= Michael John Foster (scoutmaster) =

Michael John Foster (born 12 January 1952) is an English priest, youth leader and an historian of scouting and other youth organisations. He was Grand Scoutmaster of the Order of World Scouts and Grand Scoutmaster and formerly the Chief Commissioner of the British Boy Scouts and British Girl Scouts. He is an ordained Anglican priest and, until 2020 when he retired, was a parish priest.

==Early Scouting career==
He became a Wolf Cub in 1960, with a scout group registered with The Boy Scouts Association and was then a Boy Scout registered with the same association in 1967 but left in 1971 owing to the sweeping changes of the Advance Party Report introduced within the Scout Association.

DATASET RECORDS:
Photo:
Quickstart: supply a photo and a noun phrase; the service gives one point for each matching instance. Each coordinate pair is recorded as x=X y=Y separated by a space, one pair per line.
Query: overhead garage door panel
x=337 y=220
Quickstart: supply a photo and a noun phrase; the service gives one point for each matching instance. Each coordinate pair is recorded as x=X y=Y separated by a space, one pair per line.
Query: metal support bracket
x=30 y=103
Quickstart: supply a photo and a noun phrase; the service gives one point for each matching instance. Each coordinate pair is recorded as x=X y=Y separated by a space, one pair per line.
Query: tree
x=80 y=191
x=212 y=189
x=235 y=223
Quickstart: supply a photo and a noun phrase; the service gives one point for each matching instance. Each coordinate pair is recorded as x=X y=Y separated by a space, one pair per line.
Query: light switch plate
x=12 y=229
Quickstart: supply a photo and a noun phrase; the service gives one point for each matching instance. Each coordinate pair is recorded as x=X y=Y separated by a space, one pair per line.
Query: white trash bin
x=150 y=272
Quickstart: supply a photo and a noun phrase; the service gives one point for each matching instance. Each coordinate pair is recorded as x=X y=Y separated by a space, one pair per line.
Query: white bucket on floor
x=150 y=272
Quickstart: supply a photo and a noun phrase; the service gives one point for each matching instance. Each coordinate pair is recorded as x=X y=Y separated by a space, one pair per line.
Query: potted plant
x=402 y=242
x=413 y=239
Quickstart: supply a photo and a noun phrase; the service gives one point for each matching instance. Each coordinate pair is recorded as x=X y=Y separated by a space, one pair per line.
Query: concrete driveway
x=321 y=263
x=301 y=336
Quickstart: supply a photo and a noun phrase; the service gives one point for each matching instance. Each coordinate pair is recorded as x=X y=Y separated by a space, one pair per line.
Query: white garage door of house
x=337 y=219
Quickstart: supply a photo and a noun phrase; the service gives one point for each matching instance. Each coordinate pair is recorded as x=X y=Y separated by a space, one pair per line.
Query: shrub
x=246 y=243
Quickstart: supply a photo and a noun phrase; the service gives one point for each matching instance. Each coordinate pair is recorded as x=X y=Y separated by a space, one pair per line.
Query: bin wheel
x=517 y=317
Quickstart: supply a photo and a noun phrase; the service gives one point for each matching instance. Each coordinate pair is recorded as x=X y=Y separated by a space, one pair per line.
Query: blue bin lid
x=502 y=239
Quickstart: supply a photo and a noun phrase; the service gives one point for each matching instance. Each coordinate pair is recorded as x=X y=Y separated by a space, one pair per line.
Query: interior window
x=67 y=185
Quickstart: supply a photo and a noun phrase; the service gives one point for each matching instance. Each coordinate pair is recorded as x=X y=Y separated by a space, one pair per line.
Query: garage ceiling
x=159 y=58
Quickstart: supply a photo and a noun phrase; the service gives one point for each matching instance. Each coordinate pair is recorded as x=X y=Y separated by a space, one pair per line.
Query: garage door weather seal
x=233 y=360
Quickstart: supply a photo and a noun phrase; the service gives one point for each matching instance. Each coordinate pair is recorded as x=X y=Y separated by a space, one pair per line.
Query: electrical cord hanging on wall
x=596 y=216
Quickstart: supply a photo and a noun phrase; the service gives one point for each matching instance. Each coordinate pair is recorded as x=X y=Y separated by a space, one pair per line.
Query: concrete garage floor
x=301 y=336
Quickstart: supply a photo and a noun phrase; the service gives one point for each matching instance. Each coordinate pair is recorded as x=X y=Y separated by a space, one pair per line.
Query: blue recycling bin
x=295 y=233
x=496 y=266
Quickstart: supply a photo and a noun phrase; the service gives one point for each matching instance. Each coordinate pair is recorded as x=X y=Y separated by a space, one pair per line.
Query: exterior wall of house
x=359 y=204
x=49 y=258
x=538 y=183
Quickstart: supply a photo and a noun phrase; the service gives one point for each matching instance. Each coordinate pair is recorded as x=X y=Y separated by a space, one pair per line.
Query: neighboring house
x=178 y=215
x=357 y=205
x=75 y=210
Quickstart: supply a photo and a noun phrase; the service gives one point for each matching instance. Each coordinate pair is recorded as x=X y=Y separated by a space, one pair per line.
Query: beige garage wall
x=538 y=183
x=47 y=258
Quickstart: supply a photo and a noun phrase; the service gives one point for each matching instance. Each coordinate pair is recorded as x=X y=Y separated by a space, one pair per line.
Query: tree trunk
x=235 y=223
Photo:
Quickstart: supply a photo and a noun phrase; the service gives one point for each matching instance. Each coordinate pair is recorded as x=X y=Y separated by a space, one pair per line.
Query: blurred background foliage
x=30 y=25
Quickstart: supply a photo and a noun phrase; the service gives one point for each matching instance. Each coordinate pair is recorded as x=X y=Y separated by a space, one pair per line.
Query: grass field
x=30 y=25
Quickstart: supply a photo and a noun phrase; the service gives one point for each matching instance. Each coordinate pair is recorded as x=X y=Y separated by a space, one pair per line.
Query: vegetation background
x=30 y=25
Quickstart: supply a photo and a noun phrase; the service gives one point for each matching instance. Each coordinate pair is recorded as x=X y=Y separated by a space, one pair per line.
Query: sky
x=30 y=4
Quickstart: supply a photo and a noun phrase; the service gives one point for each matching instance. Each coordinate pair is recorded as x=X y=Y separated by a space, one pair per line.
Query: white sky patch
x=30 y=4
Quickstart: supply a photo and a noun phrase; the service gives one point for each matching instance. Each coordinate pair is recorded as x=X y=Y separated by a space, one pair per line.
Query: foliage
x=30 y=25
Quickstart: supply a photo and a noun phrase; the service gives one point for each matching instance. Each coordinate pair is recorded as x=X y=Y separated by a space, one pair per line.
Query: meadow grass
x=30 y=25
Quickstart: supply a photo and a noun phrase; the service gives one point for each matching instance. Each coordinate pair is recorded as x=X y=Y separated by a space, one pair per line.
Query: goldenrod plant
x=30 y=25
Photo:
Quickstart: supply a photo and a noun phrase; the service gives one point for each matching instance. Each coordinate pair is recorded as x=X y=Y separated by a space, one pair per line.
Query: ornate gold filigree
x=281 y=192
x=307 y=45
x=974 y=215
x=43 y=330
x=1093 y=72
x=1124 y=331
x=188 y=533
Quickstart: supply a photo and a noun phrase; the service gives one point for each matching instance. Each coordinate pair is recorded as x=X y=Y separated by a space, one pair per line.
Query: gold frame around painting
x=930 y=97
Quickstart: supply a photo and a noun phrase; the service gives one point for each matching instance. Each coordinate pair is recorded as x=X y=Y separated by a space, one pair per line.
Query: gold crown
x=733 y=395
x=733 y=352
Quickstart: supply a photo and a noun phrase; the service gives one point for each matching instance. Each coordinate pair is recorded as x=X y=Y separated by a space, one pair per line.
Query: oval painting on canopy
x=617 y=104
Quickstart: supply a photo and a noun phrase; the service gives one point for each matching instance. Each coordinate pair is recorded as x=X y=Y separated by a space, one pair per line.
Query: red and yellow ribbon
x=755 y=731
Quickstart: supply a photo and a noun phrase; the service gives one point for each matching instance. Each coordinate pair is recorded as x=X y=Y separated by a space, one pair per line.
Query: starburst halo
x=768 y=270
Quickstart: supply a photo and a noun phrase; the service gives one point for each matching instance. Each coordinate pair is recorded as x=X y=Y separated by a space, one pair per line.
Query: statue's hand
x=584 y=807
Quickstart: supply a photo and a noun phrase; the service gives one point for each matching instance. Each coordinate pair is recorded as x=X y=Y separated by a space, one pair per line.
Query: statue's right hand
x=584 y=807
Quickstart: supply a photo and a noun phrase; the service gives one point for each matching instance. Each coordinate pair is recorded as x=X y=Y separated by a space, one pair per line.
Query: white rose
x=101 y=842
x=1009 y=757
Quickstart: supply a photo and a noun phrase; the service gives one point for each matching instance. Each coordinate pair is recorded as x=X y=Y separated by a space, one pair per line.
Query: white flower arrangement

AIM:
List every year that the Michael John Foster biography mentions.

FULL OUTPUT:
1952, 1960, 1967, 1971, 2020